--- Exercise data Enclosed Below ---
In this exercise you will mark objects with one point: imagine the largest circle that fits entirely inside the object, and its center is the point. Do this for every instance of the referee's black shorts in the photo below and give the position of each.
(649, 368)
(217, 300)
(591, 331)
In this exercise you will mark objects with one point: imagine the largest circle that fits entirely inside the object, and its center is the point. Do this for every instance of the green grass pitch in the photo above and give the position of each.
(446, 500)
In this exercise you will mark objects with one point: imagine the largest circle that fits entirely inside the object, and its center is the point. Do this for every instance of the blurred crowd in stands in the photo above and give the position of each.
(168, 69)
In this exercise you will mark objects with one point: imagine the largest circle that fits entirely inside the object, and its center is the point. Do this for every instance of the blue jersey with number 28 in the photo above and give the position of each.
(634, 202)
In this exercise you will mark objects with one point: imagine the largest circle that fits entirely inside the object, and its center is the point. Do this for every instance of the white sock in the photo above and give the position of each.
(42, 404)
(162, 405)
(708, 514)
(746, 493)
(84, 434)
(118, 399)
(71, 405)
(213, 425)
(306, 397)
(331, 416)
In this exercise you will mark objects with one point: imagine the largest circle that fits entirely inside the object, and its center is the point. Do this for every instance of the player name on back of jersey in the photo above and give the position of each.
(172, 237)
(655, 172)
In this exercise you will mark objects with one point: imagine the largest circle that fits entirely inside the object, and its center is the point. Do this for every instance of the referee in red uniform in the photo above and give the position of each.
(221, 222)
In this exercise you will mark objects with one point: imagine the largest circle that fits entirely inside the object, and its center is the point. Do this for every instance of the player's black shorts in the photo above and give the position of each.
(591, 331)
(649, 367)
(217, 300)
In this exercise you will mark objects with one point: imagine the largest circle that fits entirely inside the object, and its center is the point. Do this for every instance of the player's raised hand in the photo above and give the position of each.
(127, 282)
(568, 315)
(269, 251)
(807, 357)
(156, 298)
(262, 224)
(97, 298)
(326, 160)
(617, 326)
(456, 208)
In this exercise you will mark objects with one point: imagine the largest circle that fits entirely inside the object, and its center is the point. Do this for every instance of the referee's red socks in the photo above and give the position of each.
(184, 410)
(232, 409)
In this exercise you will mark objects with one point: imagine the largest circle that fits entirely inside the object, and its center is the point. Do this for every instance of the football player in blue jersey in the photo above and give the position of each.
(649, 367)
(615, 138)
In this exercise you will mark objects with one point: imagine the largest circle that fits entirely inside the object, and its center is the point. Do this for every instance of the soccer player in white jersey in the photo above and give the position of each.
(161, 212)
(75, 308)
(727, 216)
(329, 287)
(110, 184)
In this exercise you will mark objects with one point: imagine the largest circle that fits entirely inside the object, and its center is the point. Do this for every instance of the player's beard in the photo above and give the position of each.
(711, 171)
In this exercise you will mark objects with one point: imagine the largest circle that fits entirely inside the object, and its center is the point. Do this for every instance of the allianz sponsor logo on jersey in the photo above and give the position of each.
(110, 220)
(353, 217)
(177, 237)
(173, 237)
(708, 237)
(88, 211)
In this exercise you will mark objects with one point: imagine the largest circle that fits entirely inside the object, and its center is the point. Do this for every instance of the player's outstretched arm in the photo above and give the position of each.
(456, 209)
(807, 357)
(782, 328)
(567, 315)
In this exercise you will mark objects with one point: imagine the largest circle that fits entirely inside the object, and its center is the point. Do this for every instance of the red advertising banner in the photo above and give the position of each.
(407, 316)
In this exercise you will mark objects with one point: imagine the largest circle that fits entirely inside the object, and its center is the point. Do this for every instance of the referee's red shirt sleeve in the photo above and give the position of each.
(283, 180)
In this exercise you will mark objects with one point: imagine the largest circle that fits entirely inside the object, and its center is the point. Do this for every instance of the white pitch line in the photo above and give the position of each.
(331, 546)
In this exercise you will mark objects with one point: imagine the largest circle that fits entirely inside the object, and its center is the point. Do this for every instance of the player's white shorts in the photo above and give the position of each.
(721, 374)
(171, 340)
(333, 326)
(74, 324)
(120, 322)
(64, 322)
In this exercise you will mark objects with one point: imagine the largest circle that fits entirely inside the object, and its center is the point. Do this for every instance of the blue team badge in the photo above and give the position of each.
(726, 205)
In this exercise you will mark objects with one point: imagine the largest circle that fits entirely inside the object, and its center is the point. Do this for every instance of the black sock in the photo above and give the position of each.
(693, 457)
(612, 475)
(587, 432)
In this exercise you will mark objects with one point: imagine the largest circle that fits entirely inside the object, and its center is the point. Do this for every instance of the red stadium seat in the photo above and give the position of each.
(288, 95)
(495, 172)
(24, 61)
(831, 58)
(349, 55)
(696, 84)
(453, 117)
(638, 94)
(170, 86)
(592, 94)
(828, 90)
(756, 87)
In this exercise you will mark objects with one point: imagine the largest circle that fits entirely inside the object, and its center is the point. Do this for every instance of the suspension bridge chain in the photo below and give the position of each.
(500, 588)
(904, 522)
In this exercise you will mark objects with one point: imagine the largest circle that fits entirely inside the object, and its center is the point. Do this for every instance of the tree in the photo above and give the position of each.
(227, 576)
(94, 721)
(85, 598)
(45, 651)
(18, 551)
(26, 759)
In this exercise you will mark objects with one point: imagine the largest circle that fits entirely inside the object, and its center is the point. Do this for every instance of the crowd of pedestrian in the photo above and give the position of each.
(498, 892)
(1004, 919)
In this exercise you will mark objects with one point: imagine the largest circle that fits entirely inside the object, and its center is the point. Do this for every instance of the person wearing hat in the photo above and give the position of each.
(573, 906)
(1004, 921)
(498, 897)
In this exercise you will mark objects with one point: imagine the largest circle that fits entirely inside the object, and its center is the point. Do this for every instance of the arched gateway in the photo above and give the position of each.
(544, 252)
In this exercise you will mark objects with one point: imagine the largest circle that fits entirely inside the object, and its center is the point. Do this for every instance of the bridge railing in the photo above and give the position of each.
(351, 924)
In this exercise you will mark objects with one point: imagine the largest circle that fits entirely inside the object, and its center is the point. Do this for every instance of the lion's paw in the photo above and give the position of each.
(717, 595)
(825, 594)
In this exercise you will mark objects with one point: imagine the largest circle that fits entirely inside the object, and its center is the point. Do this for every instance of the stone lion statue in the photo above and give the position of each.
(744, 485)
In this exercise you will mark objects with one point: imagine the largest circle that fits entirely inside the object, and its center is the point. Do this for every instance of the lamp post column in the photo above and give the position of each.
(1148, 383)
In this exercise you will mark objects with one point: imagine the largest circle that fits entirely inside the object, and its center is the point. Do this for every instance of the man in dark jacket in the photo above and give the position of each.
--- End of Enclosed Exercise data ---
Return only those lines that run from the one containing "of the bridge" through the end of the entries, keeping each exactly as written.

■ Result of this task:
In this exercise you will mark objects with one point: imagine the largest circle that fits entirely inside the object, and its center is the point. Do this for every instance of the bridge railing in the photo above and give the position of each.
(351, 924)
In this exercise you will mark objects with one point: imagine the largest circle that fits entirely inside the object, and its center is the point. Do this for every instance of the lion's paw in the photo above and give the position of each.
(717, 595)
(825, 594)
In this exercise you will mark objects with one point: imagine the largest circle that fits entirely inside the object, and its center is the point. Do this for every instance of the stone lion statue in the photo above and give the position of each.
(744, 485)
In this exercise you will mark objects with one point: imagine the largest circle that fits entirely inside the object, and its center is the point. Do this for every instance of the lamp post column in the photo above and give the position of each.
(1148, 383)
In this exercise you will mark objects with one point: imagine the largest circle that fits entirely inside the object, and its center is the point. Do this for every instance of the man in dark jacket in the photo above and give the position of each.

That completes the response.